* _本文の抜粋_
=-=-=

楽しくなければ「データ活用文化」は根付かない——フェリシモ、JFR、データ総研に聞く、データイノベーションの起こし方


 2022年9月29日、AnityA・Darsana主催のイベント「生きたデータ活用に欠かせない『組織文化とマインド』を醸成する方法とは フェリシモの山下氏に聞く」が開催された。


 本イベントの前半では、フェリシモの山下氏から同社のデータ活用とそのための組織改革や企業カルチャー醸成の取り組みについての紹介が行われたほか、データ総研の伊藤氏からはコンサルタントとして数多くの企業のデータ活用を支援してきた中で培われた「データ活用に必要な組織文化」についての紹介が、そしてJ.フロントリテイリング(JFR)の野村氏からは同社で始まったばかりのデジタル変革の取り組みについて、主に組織やマインドセットの切り口から紹介が行われた。


 前半の講演の内容は、別途「データ組織立ち上げに欠かせない『活用のための文化醸成』、どうすればうまくいくのか——フェリシモ、JFR、データ総研に聞く」で紹介しているのでぜひ参照されたい。


 後半では、3社の講演を受けて、それぞれの講演者にAnityAの中野仁氏も加えた4人によるパネルディスカッションが行われた。本稿ではその模様をダイジェストでお届けする。


登壇者

・フェリシモ ビジネスプラットフォーム本部 IT推進部 部長 山下直也氏
・J.フロントリテイリング グループデジタル統括部 チーフ・デジタル・デザイナー 野村泰一氏
・データ総研 エグゼクティブシニアコンサルタント 伊藤洋一氏
・AnityA(アニティア) 代表取締役 中野仁氏


左からデータ総研の伊藤氏、フェリシモの山下氏、J.フロントリテイリングの野村氏、AnityA(アニティア)の中野氏

イノベーションの火を最初に灯すきっかけは?


AnityA 中野仁氏: お三方の話をうかがって、最も印象に残ったのがやはり「組織文化づくり」の重要性です。この文化を抜きにしてデータ活用の検討を始めても、どうやってデータを活用するか、どんな技術やツールを使うかという“How”(方法論)の話に終始してしまいがちですよね。


AnityA代表取締役の中野仁氏


データ総研 伊藤洋一氏: そうですね。この文化を醸成するための第一歩は、先ほど講演でも話しましたが「楽しいかどうか」に尽きると思います。やっている自分自身が楽しいと感じて、「自分ごと」として積極的に関われるかどうかが重要ですね。


 ただ、いろいろな企業の事例を見ていると、最初にリーダーが口火を切って、「この指とまれ」で興味を持った人が徐々に集まってきても、そこで活動が終わってしまうことも多々あるんです。小さな集団での活動を、口コミでいかに社内に広げていくか。リーダーが最初に誰を仲間にするか。組織文化として広がりを持たせるためには、この点が実はとても重要だと考えています。

=-=-=

データ項目:
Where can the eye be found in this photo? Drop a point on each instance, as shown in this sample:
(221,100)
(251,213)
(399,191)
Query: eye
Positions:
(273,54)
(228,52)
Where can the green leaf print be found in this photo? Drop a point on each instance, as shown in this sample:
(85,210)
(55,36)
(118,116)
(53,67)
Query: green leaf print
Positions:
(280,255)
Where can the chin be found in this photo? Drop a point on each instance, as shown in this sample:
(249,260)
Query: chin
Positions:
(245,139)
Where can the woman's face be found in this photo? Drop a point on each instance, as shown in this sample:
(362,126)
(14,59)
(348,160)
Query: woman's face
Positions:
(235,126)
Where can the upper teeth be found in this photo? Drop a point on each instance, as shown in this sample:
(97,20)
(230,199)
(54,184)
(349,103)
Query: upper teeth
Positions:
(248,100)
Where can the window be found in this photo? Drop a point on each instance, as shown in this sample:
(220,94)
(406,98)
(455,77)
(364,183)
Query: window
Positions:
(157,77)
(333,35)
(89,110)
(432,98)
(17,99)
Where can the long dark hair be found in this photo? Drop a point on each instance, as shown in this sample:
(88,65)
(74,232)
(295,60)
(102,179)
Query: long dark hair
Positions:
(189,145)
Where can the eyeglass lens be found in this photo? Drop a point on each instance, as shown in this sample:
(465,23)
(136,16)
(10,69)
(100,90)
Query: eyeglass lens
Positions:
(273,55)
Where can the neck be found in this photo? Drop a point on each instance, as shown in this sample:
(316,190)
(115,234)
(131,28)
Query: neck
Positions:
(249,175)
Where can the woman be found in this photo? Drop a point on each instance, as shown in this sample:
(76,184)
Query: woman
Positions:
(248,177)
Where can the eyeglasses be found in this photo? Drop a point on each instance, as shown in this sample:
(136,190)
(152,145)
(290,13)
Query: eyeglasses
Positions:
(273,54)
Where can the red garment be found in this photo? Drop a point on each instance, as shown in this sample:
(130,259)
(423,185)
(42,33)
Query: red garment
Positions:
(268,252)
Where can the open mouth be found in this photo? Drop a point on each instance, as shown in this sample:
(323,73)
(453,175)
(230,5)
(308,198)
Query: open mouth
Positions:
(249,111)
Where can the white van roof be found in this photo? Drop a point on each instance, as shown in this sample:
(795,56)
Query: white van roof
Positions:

=-=-=

* _やること_
a: データ活用文化についての記事で、伊藤氏は文化を育てる第一歩は何に尽きると話していますか。
b: データ活用文化についての記事を、最後の文のあとから書き継いでください。

* _答えの一覧_
a: 「楽しいかどうか」に尽きると話しています。

b:
AnityA(アニティア)中野氏: こうしたプロセスを経ずに、いきなり「管理」や「実験」からスタートしてしまうケースも多いですよね。組織やルールを定めたり、PoCのプロジェクトをむやみに立ち上げたり、あるいはコンサルタントを外部から入れたりするところから始めてしまう企業も少なくありません。でも、これらは全て“How”(方法論)の話であって、その前にまずは、自分たちが目指すべき“To Be”(ありたい姿)を描いて広く共有しなくてはならないはずです。


フェリシモ 山下直也氏: そのような「信念」がベースとなって取り組みが始まるケースもありますが、一方で「危機感」がベースとなって始まることもありますよね。ちなみに弊社の場合は、後者の危機感ベースの方が多かったです。また、IT部門主導で取り組みを始める場合は、「事業部門部門をはじめとする他部門をいかに巻き込めるか」が重要だと思います。IT部門単独でできることは、どうしても限られてしまいます。


 その点、フェリシモはもともと部門間の壁をつくらないようにする企業文化が根付いていたので、やりやすかったですね。弊社では、新入社員や中途採用者の同期同士が月1回集まって、勉強会を開く制度があります。そのため、毎月、必ず他部門の人とコミュニケーションを取る機会があるんですね。そのため、何か全社横断的なことをやろうとした場合、同期のつてを頼ってひょいと組織の壁を越えられるんです。そういった背景から、現在、進めているデータ活用やDXのような全社的な取り組みは遂行しやすい環境だと思います。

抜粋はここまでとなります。